• _What this task involves_
Take the line that contains "horse's eye, return" as the first line and the last line of the material below as the final one; reproduce exactly the lines between, inclusive.

• _Records to use_
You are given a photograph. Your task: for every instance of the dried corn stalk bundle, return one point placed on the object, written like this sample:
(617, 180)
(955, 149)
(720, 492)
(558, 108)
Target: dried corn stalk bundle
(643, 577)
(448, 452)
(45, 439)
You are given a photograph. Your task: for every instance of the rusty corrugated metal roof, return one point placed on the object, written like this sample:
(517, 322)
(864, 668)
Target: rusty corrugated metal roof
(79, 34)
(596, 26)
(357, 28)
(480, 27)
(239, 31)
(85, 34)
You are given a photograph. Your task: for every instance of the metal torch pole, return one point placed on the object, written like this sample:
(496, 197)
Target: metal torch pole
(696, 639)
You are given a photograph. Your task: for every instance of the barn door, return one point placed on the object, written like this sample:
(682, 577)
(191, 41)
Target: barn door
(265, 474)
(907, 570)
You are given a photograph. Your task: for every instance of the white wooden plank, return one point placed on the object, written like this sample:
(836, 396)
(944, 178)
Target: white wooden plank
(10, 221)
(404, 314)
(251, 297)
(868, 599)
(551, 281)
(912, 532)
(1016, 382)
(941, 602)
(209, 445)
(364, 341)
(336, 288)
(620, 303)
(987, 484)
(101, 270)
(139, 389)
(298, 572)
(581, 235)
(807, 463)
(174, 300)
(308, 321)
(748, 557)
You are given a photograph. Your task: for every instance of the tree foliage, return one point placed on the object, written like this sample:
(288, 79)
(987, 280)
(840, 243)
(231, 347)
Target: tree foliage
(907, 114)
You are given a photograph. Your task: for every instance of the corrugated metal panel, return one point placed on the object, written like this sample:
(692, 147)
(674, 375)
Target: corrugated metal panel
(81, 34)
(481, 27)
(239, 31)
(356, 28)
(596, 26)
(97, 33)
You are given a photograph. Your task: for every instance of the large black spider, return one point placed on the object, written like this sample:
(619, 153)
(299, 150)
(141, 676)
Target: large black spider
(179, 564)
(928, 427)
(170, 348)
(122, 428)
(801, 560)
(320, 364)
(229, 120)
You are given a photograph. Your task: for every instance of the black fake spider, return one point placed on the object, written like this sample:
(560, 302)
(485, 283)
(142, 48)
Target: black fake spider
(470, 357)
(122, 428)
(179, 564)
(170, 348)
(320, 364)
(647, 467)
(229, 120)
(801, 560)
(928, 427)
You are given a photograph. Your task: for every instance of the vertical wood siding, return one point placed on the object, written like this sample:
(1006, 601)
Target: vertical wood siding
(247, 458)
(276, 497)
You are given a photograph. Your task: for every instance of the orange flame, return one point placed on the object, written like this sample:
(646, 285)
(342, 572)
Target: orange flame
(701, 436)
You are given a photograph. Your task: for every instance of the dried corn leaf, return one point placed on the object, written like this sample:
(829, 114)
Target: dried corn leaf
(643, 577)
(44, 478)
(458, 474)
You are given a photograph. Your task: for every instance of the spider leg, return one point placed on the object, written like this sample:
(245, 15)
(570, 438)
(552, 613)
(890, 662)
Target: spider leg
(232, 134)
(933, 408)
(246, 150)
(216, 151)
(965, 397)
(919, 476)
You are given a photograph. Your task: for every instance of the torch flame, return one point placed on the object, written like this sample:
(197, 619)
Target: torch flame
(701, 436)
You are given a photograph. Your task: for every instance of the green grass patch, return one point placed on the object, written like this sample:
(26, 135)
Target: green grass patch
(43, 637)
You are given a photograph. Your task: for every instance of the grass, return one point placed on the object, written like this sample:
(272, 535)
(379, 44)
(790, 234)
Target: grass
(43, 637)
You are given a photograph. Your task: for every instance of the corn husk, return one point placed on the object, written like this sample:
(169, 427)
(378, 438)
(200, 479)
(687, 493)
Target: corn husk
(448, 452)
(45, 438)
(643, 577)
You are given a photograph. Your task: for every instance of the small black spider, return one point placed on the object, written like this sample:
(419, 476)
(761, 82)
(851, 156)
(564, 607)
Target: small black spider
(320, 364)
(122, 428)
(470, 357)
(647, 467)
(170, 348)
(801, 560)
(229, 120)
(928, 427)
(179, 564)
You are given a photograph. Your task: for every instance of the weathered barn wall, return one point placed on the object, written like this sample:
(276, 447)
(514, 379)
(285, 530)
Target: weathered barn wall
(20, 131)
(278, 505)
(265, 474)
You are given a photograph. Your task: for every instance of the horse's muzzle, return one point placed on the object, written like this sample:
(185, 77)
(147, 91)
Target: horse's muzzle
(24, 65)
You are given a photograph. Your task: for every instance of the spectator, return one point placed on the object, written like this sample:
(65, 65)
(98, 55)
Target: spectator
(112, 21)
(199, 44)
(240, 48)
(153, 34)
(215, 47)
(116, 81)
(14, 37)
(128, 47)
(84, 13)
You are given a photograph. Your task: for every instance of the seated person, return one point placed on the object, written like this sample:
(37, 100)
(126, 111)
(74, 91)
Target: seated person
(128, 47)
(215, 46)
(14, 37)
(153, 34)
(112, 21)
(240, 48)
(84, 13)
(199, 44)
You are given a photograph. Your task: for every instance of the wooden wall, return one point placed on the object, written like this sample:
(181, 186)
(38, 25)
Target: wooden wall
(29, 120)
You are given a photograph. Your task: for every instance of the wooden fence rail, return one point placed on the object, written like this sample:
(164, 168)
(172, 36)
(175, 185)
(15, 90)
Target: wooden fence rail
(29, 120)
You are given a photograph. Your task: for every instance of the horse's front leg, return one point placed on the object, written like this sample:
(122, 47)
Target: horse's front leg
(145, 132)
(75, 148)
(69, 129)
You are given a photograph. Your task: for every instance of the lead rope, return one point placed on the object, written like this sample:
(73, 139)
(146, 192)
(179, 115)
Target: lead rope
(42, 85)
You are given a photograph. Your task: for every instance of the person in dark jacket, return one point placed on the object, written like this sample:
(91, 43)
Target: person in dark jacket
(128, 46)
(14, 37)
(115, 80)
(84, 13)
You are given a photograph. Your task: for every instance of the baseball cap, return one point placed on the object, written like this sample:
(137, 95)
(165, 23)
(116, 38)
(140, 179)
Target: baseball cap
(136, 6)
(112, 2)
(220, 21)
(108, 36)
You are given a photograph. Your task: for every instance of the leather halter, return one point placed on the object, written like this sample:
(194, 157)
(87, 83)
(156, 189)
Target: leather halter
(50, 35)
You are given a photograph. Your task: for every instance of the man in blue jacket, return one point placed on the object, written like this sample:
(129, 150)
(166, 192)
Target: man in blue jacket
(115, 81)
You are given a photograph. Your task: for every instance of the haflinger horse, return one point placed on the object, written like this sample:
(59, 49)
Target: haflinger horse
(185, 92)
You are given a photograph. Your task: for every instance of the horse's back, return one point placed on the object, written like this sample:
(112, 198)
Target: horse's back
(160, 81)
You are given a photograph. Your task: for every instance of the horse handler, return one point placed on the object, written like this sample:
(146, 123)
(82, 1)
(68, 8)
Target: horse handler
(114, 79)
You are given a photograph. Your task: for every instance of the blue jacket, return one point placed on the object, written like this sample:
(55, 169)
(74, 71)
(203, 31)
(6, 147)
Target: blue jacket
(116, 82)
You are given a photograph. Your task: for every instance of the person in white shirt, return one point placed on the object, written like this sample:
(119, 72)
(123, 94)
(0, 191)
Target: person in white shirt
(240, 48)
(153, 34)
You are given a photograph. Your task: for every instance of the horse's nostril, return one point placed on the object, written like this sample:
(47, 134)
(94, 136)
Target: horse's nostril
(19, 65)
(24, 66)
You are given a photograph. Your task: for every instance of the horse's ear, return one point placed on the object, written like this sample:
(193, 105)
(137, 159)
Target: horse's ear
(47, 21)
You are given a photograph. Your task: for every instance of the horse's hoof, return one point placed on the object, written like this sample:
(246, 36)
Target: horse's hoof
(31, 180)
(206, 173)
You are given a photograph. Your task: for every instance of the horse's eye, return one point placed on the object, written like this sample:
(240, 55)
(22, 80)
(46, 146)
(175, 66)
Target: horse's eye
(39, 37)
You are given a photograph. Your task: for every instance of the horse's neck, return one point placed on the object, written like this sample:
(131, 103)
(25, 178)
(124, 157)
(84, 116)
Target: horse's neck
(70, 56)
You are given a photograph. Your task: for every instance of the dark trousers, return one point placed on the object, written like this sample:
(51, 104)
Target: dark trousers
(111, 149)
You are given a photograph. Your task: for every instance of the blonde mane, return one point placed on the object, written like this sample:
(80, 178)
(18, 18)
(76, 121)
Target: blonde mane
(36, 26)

• _Exercise output_
You are given a photograph. Your task: for every instance of the horse's eye, return one point placed on the object, written like this sample:
(240, 55)
(22, 80)
(46, 146)
(175, 66)
Target: horse's eye
(39, 37)
You are given a photograph. Your task: for every instance of the horse's neck, return one point placed on the object, written like this sample:
(131, 103)
(25, 178)
(124, 157)
(84, 116)
Target: horse's neck
(70, 56)
You are given a photograph. Your task: for every instance of the dark trousers, return one point placed on the object, written like this sample:
(51, 104)
Target: dark trousers
(111, 149)
You are given a photograph. Your task: for every instance of the blonde mane, return one point placed on the object, written like this sample:
(80, 178)
(18, 18)
(76, 121)
Target: blonde mane
(36, 26)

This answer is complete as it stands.